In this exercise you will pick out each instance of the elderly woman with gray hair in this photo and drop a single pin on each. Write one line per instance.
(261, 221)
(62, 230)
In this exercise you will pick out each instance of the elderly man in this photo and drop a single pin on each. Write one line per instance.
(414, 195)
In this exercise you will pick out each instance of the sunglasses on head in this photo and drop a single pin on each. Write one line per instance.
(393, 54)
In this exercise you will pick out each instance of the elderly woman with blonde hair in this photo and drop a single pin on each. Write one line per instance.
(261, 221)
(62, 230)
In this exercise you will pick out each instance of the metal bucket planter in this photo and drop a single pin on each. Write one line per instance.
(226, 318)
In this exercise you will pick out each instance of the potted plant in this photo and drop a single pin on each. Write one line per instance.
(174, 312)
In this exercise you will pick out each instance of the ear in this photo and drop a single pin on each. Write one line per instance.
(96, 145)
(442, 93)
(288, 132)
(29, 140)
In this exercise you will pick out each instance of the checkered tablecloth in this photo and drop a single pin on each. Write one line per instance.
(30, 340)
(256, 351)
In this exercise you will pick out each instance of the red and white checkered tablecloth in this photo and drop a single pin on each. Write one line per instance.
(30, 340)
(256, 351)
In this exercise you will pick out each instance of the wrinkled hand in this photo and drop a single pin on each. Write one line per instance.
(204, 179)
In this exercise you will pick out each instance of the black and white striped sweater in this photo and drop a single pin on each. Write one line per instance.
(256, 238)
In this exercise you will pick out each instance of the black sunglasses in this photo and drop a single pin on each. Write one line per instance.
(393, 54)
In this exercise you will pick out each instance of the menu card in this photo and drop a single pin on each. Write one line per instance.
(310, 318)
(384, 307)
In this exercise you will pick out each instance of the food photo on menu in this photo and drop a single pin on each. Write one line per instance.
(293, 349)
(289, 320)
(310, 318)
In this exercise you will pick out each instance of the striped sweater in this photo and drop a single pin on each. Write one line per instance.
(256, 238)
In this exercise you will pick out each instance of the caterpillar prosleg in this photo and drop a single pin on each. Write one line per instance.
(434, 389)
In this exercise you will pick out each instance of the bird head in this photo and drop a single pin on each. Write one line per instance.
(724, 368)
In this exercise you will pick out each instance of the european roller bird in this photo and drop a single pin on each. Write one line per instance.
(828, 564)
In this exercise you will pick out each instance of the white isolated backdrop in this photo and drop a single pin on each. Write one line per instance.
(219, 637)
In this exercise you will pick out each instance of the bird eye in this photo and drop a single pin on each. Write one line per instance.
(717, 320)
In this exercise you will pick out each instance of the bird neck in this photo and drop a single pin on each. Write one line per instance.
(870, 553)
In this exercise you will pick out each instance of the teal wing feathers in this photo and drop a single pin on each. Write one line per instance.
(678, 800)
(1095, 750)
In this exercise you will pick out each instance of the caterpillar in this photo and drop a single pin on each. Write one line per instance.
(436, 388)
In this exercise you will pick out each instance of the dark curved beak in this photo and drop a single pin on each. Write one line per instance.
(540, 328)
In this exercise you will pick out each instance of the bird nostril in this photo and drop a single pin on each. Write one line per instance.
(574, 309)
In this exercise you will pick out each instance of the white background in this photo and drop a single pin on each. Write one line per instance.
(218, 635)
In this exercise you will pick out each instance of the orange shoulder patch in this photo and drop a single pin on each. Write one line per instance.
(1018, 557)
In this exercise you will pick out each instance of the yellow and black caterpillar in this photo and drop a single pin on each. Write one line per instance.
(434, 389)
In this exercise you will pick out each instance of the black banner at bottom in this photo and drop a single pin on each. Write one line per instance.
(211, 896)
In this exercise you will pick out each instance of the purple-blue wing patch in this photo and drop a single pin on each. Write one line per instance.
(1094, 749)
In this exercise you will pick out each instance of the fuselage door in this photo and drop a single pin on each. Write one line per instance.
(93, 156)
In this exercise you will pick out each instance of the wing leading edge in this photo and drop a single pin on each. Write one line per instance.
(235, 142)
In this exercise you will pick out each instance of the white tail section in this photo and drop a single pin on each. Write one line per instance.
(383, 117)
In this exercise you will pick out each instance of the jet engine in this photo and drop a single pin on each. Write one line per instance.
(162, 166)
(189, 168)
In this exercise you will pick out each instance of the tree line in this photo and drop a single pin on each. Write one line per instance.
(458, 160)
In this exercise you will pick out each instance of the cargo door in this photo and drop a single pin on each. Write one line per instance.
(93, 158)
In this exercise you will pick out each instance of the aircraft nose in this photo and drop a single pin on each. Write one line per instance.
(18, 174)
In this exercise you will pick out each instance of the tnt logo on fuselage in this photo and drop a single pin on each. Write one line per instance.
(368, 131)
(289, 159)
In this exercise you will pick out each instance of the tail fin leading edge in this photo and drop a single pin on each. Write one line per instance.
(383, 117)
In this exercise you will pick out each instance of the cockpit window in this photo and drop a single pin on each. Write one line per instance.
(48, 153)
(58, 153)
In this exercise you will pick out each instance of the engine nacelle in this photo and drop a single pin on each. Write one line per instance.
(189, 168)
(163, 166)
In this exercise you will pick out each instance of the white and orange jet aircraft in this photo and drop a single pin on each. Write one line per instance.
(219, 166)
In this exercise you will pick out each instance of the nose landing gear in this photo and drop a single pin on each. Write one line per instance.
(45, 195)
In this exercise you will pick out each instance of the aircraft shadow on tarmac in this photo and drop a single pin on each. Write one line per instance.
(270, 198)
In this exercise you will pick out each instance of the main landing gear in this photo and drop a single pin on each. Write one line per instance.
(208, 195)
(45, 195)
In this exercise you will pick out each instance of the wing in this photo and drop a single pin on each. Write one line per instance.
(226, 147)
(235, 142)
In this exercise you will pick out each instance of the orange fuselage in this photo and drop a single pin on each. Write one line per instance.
══════════
Goal of the exercise: Please output the entire listing exactly as it stands.

Written solution:
In this exercise you will pick out each instance of the elderly woman with gray hair in this photo and drop a single pin on each. Write one line per instance.
(261, 221)
(62, 230)
In this exercise you will pick out each instance of the elderly man in this photo and drop a single pin on each. Write one line per instance.
(414, 195)
In this exercise you will pick out each instance of the sunglasses on head in this photo and drop a single pin on each. Write one line per instance.
(393, 54)
In this exercise you will pick out each instance of the elderly woman with blonde hair in this photo and drop a single pin on each. Write one line per instance.
(261, 221)
(62, 230)
In this exercise you will pick out each instance of the metal bucket planter in this photo and drop a single pin on each. Write one line per instance.
(226, 318)
In this exercise you will pick out each instance of the potted plant in this photo and drop a single pin on each. Write one line per instance.
(174, 312)
In this exercise you will pick out each instance of the ear in this photo and drop a single pin on each. Write one line per instance.
(96, 145)
(442, 93)
(288, 132)
(29, 140)
In this exercise you will pick out each instance of the checkered tablecloth in this photo and drop a single pin on each. Write one line per instance.
(30, 340)
(256, 351)
In this exercise you will pick out each instance of the red and white checkered tablecloth in this photo and drop a single pin on each. Write one line per instance.
(30, 340)
(256, 351)
In this exercise you will pick out each instance of the wrinkled hand in this photo and drop a single pin on each. Write one line per instance.
(204, 179)
In this exercise you will pick out each instance of the black and white striped sweater in this photo and drop a single pin on each. Write one line per instance.
(256, 238)
In this exercise you will pick out each instance of the black sunglasses in this photo and drop a single pin on each. Write one line per instance.
(393, 54)
In this exercise you will pick out each instance of the menu card in this photo and drop a single pin on each. Write one line per instance.
(310, 318)
(384, 307)
In this exercise you will pick out each instance of the food photo on menu in this photo and drop a single pin on each. Write one line per instance.
(293, 349)
(289, 320)
(310, 318)
In this exercise you will pick out each instance of the striped sweater in this photo and drop a single pin on each. Write one line per instance.
(256, 238)
In this exercise you will pick out each instance of the caterpillar prosleg in this photo and drop a single pin on each. Write one line per instance.
(434, 389)
In this exercise you will pick out each instance of the bird head in this photo and drop a single pin on each. Write one line per instance.
(724, 368)
In this exercise you will pick out each instance of the european roller bird in this photo and drop a single pin on each. Write one line per instance.
(828, 564)
In this exercise you will pick out each instance of the white isolated backdrop in this photo and drop a single pin on each. Write one line per instance.
(219, 637)
In this exercise you will pick out each instance of the bird eye in this photo and drop a single pin on each. Write one line per instance.
(717, 320)
In this exercise you will pick out each instance of the bird neck in this photo and drop a single pin on each. Write one line per instance.
(870, 553)
In this exercise you will pick out each instance of the teal wing feathers in this photo and drop a single pin on each. Write one line per instance.
(678, 800)
(1095, 750)
In this exercise you will pick out each instance of the caterpillar in this photo and drop a single pin on each. Write one line per instance.
(436, 388)
In this exercise you will pick out each instance of the dark curved beak in this photo and drop a single pin on each. Write one line per instance.
(540, 328)
In this exercise you will pick out each instance of the bird nostril in this photo and drop a single pin on each. Write one line per instance.
(574, 309)
In this exercise you will pick out each instance of the white background in this photo and drop a single pin on each. Write one line per instance.
(218, 635)
In this exercise you will pick out each instance of the orange shoulder patch in this photo and drop a single pin on each. Write one line per instance.
(1018, 557)
In this exercise you will pick out each instance of the yellow and black caterpillar in this photo and drop a single pin on each. Write one line per instance.
(434, 389)
In this exercise you will pick out each instance of the black banner at bottom in this photo and drop a single pin on each. Write one line per instance.
(211, 896)
In this exercise you will pick out each instance of the purple-blue wing patch in this photo and drop a single pin on each. Write one line per instance.
(1094, 749)
In this exercise you will pick out each instance of the fuselage door in this photo and drop a single pin on each. Write one line per instance.
(93, 156)
In this exercise you will pick out each instance of the wing leading edge in this photo and drop a single pin on each. Write one line per instance.
(235, 142)
In this exercise you will pick out each instance of the white tail section in this photo and drop a single pin on each. Write one line per instance.
(383, 117)
In this exercise you will pick out each instance of the jet engine in this photo and drop a single pin on each. Write one line per instance.
(162, 166)
(189, 168)
In this exercise you will pick out each instance of the tree line in this photo and drop a single pin on each. Write one line per instance.
(458, 160)
In this exercise you will pick out each instance of the cargo door in this photo and drop a single pin on each. Write one line per instance.
(93, 158)
In this exercise you will pick out each instance of the aircraft nose in this photo and drop a single pin on each. Write one line per instance.
(18, 174)
In this exercise you will pick out each instance of the tnt logo on fuselage in this photo and drop a single pin on each. Write one line per instance.
(368, 131)
(289, 159)
In this exercise you will pick out each instance of the tail fin leading edge in this photo and drop a single pin on each. Write one line per instance.
(383, 117)
In this exercise you will pick out each instance of the cockpit window in this photo and drop a single pin on each. Write one line per instance.
(48, 153)
(58, 153)
In this exercise you will pick out each instance of the engine nacelle in this photo and drop a single pin on each. Write one line per instance.
(189, 168)
(163, 166)
In this exercise you will pick out each instance of the white and orange jet aircraft in this photo and drop a single pin on each. Write one line per instance.
(219, 166)
In this exercise you will pick out each instance of the nose landing gear in this photo and drop a single pin on each. Write one line per instance.
(45, 195)
In this exercise you will pick out each instance of the aircraft shadow on tarmac in this photo and drop a single pin on each. Write one line per instance.
(270, 198)
In this exercise you will pick out each instance of the main landing gear in this photo and drop a single pin on each. Write one line per instance.
(208, 195)
(45, 195)
In this exercise you will pick out each instance of the wing in this photo and drop a single pin on each. Write one line per instance.
(226, 147)
(235, 142)
In this exercise you will pick out each instance of the orange fuselage in this photo and drop a single pin on each. Write one line per instance.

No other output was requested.